→ Listed entries

^^^^^^^^^^^^^^^^

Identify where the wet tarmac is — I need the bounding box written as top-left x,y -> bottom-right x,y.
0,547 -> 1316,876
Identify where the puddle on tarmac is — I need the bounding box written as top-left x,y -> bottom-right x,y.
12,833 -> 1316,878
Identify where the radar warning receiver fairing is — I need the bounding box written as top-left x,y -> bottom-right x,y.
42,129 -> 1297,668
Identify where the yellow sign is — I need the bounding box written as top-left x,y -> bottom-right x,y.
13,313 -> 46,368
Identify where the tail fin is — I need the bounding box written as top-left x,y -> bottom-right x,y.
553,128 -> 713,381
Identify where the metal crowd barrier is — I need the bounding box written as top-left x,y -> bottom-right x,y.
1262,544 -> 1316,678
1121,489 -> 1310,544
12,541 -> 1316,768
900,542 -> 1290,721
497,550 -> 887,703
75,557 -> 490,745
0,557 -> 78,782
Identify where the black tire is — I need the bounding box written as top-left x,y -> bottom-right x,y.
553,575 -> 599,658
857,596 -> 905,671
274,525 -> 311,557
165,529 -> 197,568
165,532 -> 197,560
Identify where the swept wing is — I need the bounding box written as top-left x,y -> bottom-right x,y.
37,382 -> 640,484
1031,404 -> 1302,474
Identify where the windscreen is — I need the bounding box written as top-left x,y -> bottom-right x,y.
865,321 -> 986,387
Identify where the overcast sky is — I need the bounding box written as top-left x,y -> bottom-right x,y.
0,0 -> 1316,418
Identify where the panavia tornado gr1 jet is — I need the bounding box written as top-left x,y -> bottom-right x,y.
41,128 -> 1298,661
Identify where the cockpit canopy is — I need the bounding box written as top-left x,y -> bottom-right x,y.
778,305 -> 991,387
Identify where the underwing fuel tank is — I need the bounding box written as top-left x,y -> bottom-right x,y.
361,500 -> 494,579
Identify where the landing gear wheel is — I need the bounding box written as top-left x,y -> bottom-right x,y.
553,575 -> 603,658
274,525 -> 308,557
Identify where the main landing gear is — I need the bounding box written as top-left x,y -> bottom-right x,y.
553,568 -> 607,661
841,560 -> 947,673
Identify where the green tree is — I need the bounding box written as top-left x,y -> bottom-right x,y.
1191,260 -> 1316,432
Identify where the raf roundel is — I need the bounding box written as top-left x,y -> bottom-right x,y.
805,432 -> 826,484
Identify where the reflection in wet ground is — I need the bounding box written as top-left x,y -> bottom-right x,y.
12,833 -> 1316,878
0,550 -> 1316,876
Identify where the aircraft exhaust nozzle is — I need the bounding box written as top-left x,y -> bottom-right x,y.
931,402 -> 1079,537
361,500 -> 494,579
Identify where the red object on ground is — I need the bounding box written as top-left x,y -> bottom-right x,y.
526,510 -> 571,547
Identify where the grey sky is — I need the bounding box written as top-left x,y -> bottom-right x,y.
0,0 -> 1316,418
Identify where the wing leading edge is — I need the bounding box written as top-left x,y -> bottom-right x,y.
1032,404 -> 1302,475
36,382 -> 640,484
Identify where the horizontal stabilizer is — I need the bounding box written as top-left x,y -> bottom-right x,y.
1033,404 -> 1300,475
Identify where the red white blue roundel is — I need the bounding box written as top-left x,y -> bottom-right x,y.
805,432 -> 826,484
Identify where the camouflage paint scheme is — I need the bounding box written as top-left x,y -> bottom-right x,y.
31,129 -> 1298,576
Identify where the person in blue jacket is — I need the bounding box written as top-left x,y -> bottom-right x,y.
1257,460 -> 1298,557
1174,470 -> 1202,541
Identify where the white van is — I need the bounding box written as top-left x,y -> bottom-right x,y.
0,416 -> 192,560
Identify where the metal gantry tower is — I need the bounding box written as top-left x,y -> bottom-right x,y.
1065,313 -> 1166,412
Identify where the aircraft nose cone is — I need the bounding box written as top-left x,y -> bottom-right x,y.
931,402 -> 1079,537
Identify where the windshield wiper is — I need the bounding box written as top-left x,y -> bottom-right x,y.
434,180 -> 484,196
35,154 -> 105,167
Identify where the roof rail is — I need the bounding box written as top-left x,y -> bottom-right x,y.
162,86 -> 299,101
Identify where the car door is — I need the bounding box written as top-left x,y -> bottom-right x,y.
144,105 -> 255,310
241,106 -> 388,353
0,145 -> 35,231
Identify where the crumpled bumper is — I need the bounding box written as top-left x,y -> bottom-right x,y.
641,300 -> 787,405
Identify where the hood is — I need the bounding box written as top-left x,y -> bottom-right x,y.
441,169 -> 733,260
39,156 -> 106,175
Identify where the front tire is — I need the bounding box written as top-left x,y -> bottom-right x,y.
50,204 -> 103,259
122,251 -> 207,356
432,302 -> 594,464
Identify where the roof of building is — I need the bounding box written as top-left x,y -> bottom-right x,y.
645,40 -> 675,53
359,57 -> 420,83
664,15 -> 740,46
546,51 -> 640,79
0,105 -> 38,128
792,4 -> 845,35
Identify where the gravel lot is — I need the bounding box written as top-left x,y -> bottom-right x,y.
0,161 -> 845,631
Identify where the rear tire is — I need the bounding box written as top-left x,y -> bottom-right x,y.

^^^^^^^^^^^^^^^^

→ Aim
Copy every item above word for word, changing nothing.

→ Output for this task
Identify where the wet tarmac is — I need the bounding box written as top-left x,y -> bottom-right x,y.
0,547 -> 1316,876
Identify where the puddle on tarmac is — I need the bounding box written as top-left x,y -> bottom-right x,y.
12,833 -> 1316,878
Identify where the radar warning receiver fairing is — I need the bounding box written as top-left x,y -> bottom-right x,y.
42,129 -> 1297,668
Identify where the yellow sign is — I need the bounding box written as top-left x,y -> bottom-right x,y.
13,313 -> 46,368
Identify where the tail fin is — I need the bounding box written as top-left x,y -> bottom-right x,y.
553,128 -> 713,381
Identify where the metal crowd barrier is — I need the bounding box written as top-left x,y -> bottom-right x,y.
1262,544 -> 1316,678
1121,489 -> 1310,544
12,541 -> 1316,768
900,542 -> 1290,721
497,550 -> 887,703
75,557 -> 490,745
0,557 -> 78,782
Identify where the black tire is — I need the bounding box written as top-left x,y -> bottom-right x,y.
553,575 -> 599,658
857,596 -> 905,671
274,525 -> 311,557
165,529 -> 197,568
165,532 -> 197,560
Identify where the swept wing is — I need the bounding box written as top-left x,y -> bottom-right x,y.
37,382 -> 640,484
1031,404 -> 1302,474
Identify where the windscreen is — I need the bounding box written as top-left x,y -> bottom-right x,y.
865,321 -> 986,387
Identify where the overcast sky is — I need the bounding box written as top-left x,y -> bottom-right x,y.
0,0 -> 1316,418
Identify where the panavia tornado gr1 jet is — I need the bounding box written as top-left x,y -> bottom-right x,y.
41,128 -> 1298,661
Identify where the cockpit canopy is — I need the bounding box written as top-left x,y -> bottom-right x,y.
778,305 -> 991,387
Identify where the underwing fuel tank is — I need the bounding box written as top-left x,y -> bottom-right x,y.
361,500 -> 494,579
Identify where the landing gear wheel is — I need the bounding box written as top-left x,y -> bottom-right x,y.
553,575 -> 603,658
274,525 -> 308,557
Identify where the main landing gear is — I need the bounding box written as top-left x,y -> bottom-right x,y.
553,568 -> 607,661
841,560 -> 947,673
Identify where the green tree is — I need the bounding box written as top-left x,y -> bottom-right x,y.
1191,260 -> 1316,432
Identify where the raf roundel is — I need the bounding box written as top-left x,y -> bottom-right x,y.
805,432 -> 826,484
Identify where the reflection in wet ground is — I need the bounding box written as top-left x,y -> bottom-right x,y.
12,833 -> 1316,878
0,550 -> 1316,876
Identify where the aircraft exhaust nozzle is — I need the bounding box written as top-left x,y -> bottom-right x,y.
931,402 -> 1079,537
361,500 -> 494,579
Identify where the red object on ground is — I need the bounding box written as top-left x,y -> bottom-right x,y.
526,510 -> 571,547
Identify where the grey sky is — I need the bounding box written as top-left x,y -> bottom-right x,y.
0,0 -> 1316,418
Identify where the wing leading edge is — I need the bounding box written as top-left x,y -> bottom-right x,y.
1032,404 -> 1302,475
36,382 -> 640,484
Identify where the horizontal stabilizer is — I need the bounding box written as top-left x,y -> bottom-right x,y.
1033,404 -> 1300,475
Identify where the red white blue roundel is — I need the bounding box written as top-left x,y -> bottom-right x,y.
805,432 -> 826,484
Identify where the camouflage paint scheme is — I need the bounding box written as top-left x,y -> bottom-right x,y.
31,129 -> 1298,576
Identify where the person in blue jacket is — I need the bounding box written as top-left x,y -> bottom-right x,y.
1257,460 -> 1298,557
1174,470 -> 1202,541
Identify where the white van is — I need the bounding box written as top-left x,y -> bottom-right x,y.
0,416 -> 192,560
Identify where the metal gantry tower is — I need the bounding box written as top-left x,y -> bottom-right x,y.
1065,313 -> 1166,412
Identify where the aircraft nose cone is — I need the bounding box written as top-left x,y -> bottom-right x,y.
931,402 -> 1079,537
Identify where the windshield wiper is — I need the bounding box written as top-left x,y -> bottom-right x,y.
434,180 -> 484,196
35,154 -> 105,167
Identify where the roof rail is — I need the bounding box written as top-left x,y -> bottom-right x,y.
162,86 -> 299,101
Identify where the car door is — I need the bounding box written as top-left x,y -> bottom-right x,y.
144,105 -> 255,310
241,106 -> 388,353
0,145 -> 35,231
Identify where the crumpled bumper is — I need the bounding box written as top-left x,y -> bottom-right x,y.
641,300 -> 787,405
Identify where the hood is — I need the bounding box written as top-left x,y -> bottom-right x,y.
441,169 -> 733,260
39,156 -> 106,175
Identify where the front tire is — I need the bounding box written as top-left x,y -> bottom-right x,y.
50,204 -> 103,259
122,251 -> 207,356
432,302 -> 594,464
Identify where the roof of building is — I need the bounding box written as top-left x,y -> bottom-right x,y.
645,40 -> 675,53
359,57 -> 420,83
664,15 -> 740,46
546,51 -> 640,79
0,105 -> 38,128
792,4 -> 845,35
Identify where the gravel lot is — I need the bounding box written as top-left x,y -> bottom-right x,y.
0,161 -> 845,631
Identify where the rear tire is — I need the bounding box written as top-left x,y -> bottom-right x,y.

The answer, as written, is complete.